→ About this task: Find the line in the entries below that contains "Find the tree line.". Repeat it exactly, and every line after it through the line that contains "Find the white cloud.".

→ Given entries:
>>>

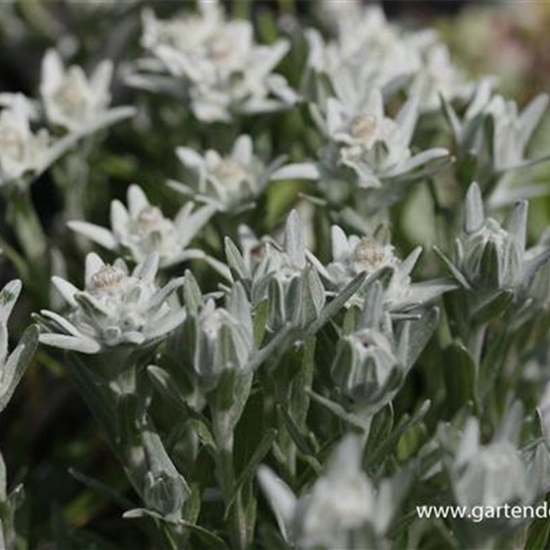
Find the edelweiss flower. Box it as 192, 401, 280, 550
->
68, 184, 215, 268
319, 89, 449, 188
0, 97, 50, 186
40, 49, 135, 134
320, 225, 453, 312
447, 183, 550, 291
171, 135, 287, 212
445, 82, 549, 175
450, 419, 529, 509
409, 42, 472, 112
307, 3, 419, 108
132, 1, 297, 122
258, 436, 401, 549
37, 253, 186, 353
483, 94, 549, 172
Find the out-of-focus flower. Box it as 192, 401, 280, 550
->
40, 49, 135, 134
308, 1, 469, 113
0, 93, 38, 120
258, 435, 405, 549
305, 9, 414, 112
410, 42, 472, 112
130, 1, 297, 122
68, 184, 215, 268
449, 419, 530, 509
443, 82, 549, 175
0, 97, 50, 186
171, 135, 289, 213
37, 253, 186, 353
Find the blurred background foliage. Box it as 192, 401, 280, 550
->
1, 1, 550, 547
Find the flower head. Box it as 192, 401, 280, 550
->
454, 183, 550, 292
132, 1, 297, 122
172, 135, 278, 212
258, 435, 404, 549
0, 97, 50, 186
324, 225, 453, 312
68, 184, 214, 267
37, 253, 186, 353
41, 50, 114, 132
313, 89, 449, 190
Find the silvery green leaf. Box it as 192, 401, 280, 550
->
404, 307, 439, 369
144, 309, 187, 341
257, 466, 296, 542
224, 237, 250, 281
183, 270, 203, 314
227, 283, 253, 343
358, 281, 384, 330
284, 210, 306, 269
504, 200, 528, 252
0, 280, 21, 324
439, 91, 462, 140
519, 93, 549, 147
471, 289, 514, 325
384, 148, 450, 180
0, 325, 38, 414
464, 182, 484, 234
147, 366, 186, 410
142, 430, 190, 519
433, 245, 471, 289
305, 272, 366, 337
39, 333, 102, 354
246, 323, 293, 372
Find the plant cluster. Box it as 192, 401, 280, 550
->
2, 1, 550, 549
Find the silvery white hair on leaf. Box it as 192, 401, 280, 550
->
68, 184, 215, 268
129, 1, 297, 122
40, 49, 135, 135
36, 252, 186, 354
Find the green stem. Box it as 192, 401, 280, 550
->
212, 414, 248, 550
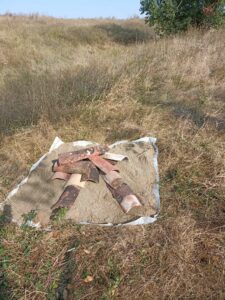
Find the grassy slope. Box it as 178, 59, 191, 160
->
0, 15, 225, 299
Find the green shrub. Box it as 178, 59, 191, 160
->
140, 0, 225, 35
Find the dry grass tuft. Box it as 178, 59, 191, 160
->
2, 216, 225, 299
0, 16, 225, 299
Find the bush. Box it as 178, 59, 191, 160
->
140, 0, 225, 35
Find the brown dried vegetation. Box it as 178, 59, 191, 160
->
0, 15, 225, 299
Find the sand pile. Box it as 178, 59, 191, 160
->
1, 137, 159, 227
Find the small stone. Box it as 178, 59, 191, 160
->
84, 275, 94, 283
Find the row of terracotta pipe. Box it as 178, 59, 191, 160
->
51, 146, 142, 214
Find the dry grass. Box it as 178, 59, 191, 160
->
0, 15, 225, 299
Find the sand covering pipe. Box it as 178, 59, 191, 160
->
51, 145, 142, 214
1, 137, 160, 227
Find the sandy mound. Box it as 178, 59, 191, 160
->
2, 139, 159, 226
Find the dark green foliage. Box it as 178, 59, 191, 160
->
140, 0, 225, 34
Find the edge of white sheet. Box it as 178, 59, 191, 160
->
1, 136, 160, 227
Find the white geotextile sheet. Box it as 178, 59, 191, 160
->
2, 137, 160, 227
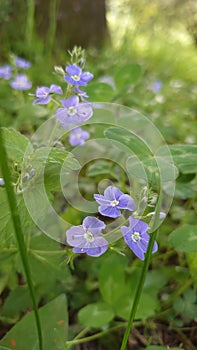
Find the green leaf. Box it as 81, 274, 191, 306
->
86, 82, 114, 102
114, 63, 141, 89
115, 292, 159, 320
1, 127, 32, 163
186, 252, 197, 288
144, 347, 182, 350
0, 294, 68, 350
98, 255, 129, 306
169, 225, 197, 252
169, 144, 197, 174
2, 286, 33, 317
78, 302, 114, 328
86, 160, 113, 177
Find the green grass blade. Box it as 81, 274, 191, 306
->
0, 128, 43, 350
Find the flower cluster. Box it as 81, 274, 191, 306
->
0, 56, 32, 90
66, 185, 158, 260
32, 56, 94, 146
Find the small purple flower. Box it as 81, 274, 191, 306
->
121, 217, 158, 260
0, 178, 5, 186
74, 86, 89, 100
94, 186, 136, 218
56, 95, 93, 125
66, 216, 108, 257
69, 127, 90, 146
0, 65, 12, 80
15, 57, 31, 69
148, 80, 163, 93
10, 74, 32, 90
33, 84, 63, 105
65, 64, 93, 86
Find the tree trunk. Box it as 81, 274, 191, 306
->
35, 0, 108, 50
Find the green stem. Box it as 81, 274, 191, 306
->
120, 187, 162, 350
26, 0, 35, 49
0, 128, 43, 350
66, 322, 127, 349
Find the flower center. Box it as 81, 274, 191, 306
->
68, 106, 77, 116
111, 199, 119, 207
72, 75, 80, 82
131, 231, 141, 242
84, 231, 94, 242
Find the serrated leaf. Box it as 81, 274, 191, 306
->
1, 127, 32, 163
0, 294, 68, 350
169, 225, 197, 252
78, 302, 114, 328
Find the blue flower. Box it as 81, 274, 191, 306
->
10, 74, 32, 90
0, 178, 5, 186
94, 186, 136, 218
33, 84, 63, 105
66, 216, 108, 257
65, 64, 93, 86
121, 217, 158, 260
0, 65, 12, 80
73, 86, 89, 100
148, 80, 163, 93
56, 95, 93, 125
69, 127, 90, 146
15, 57, 31, 69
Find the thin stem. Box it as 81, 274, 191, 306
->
26, 0, 35, 49
66, 322, 127, 349
120, 185, 162, 350
0, 128, 43, 350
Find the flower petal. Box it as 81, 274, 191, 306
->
128, 217, 149, 234
118, 194, 136, 211
98, 205, 121, 218
83, 216, 106, 236
50, 84, 63, 94
60, 95, 79, 108
66, 64, 81, 76
66, 226, 85, 247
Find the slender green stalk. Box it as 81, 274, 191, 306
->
26, 0, 35, 49
66, 322, 127, 349
47, 0, 58, 55
120, 186, 162, 350
0, 128, 43, 350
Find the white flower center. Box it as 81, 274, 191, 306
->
84, 231, 94, 242
72, 75, 80, 82
111, 199, 119, 207
131, 231, 141, 242
68, 106, 77, 116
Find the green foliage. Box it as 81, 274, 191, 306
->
78, 302, 114, 328
0, 294, 68, 350
169, 225, 197, 253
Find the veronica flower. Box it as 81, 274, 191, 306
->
0, 178, 5, 186
148, 80, 163, 93
66, 216, 108, 257
33, 84, 63, 105
121, 217, 158, 260
94, 186, 136, 218
73, 86, 89, 100
69, 127, 90, 146
65, 64, 93, 86
15, 57, 31, 69
0, 65, 12, 80
10, 74, 32, 90
56, 95, 93, 125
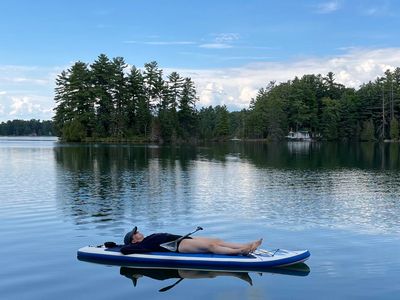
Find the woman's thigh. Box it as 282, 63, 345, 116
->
178, 238, 211, 253
192, 237, 221, 243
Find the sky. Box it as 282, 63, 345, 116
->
1, 0, 400, 122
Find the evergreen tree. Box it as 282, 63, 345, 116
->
68, 62, 94, 137
157, 72, 183, 141
62, 119, 86, 142
53, 70, 72, 135
144, 61, 164, 115
53, 62, 93, 140
50, 54, 400, 143
91, 54, 114, 137
0, 119, 55, 136
215, 105, 230, 138
265, 95, 287, 140
360, 119, 376, 141
320, 97, 340, 140
167, 71, 184, 111
178, 77, 198, 138
126, 66, 149, 136
198, 106, 216, 139
338, 89, 360, 140
110, 57, 128, 136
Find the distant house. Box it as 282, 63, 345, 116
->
286, 130, 311, 141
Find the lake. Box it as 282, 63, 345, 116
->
0, 137, 399, 299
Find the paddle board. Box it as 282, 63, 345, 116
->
77, 245, 310, 270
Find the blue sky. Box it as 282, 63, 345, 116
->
1, 0, 400, 121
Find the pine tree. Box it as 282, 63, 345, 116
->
320, 97, 340, 140
53, 70, 72, 135
360, 119, 376, 141
110, 57, 128, 137
53, 62, 93, 140
91, 54, 114, 137
144, 61, 164, 115
215, 105, 230, 138
126, 66, 149, 136
178, 77, 198, 138
198, 106, 216, 140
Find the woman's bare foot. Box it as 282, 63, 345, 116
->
240, 244, 253, 256
250, 239, 263, 252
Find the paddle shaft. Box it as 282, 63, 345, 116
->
160, 226, 203, 251
178, 226, 203, 242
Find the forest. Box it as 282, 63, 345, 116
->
0, 119, 55, 136
50, 54, 399, 142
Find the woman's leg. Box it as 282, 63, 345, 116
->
193, 237, 252, 249
193, 237, 262, 251
178, 238, 251, 255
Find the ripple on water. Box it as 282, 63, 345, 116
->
1, 141, 400, 299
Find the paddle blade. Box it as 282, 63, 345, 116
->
159, 241, 178, 252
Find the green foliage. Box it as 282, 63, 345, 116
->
0, 119, 55, 136
320, 97, 340, 140
61, 119, 86, 142
338, 89, 360, 140
215, 105, 230, 138
52, 55, 400, 143
244, 68, 400, 142
178, 78, 198, 138
360, 119, 376, 141
198, 106, 216, 139
53, 55, 198, 143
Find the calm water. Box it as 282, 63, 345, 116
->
0, 137, 399, 299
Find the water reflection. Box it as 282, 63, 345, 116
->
54, 143, 400, 235
54, 142, 400, 172
120, 267, 254, 291
77, 261, 310, 292
238, 142, 400, 170
121, 263, 309, 291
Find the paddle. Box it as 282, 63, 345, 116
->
160, 226, 203, 252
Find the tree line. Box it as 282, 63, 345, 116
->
242, 70, 400, 141
0, 119, 55, 136
53, 54, 200, 142
53, 54, 400, 142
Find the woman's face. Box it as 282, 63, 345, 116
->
132, 231, 144, 243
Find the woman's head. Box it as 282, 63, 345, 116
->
124, 226, 145, 244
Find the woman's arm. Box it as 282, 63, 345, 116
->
120, 243, 152, 254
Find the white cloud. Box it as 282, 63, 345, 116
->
1, 94, 54, 122
174, 47, 400, 110
214, 33, 240, 43
314, 1, 341, 14
2, 47, 400, 121
199, 33, 240, 49
10, 97, 34, 115
199, 43, 233, 49
0, 65, 62, 121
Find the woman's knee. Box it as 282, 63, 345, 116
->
207, 241, 220, 252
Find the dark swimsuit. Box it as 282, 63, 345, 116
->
120, 233, 192, 255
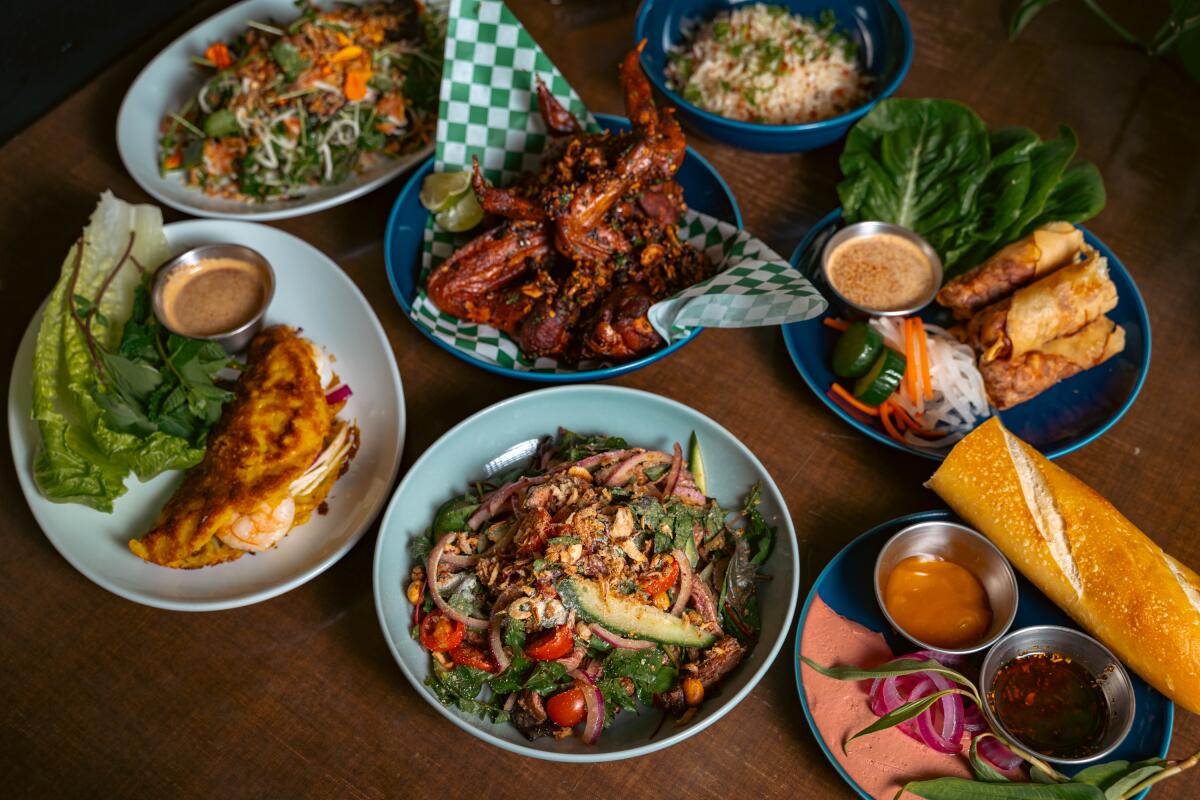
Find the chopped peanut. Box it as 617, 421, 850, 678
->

<<<

→ Exercise result:
Find the tree line. Box it as 282, 63, 345, 116
->
242, 70, 400, 141
0, 119, 55, 136
53, 54, 200, 142
53, 54, 400, 142
Find the woman's face. Box it as 282, 63, 345, 116
->
132, 231, 144, 243
Find the woman's head. Box it as 282, 63, 345, 116
->
124, 226, 145, 244
Find the woman's arm. Box it as 282, 63, 345, 116
->
120, 243, 152, 254
Find the white cloud. Box it as 282, 63, 345, 116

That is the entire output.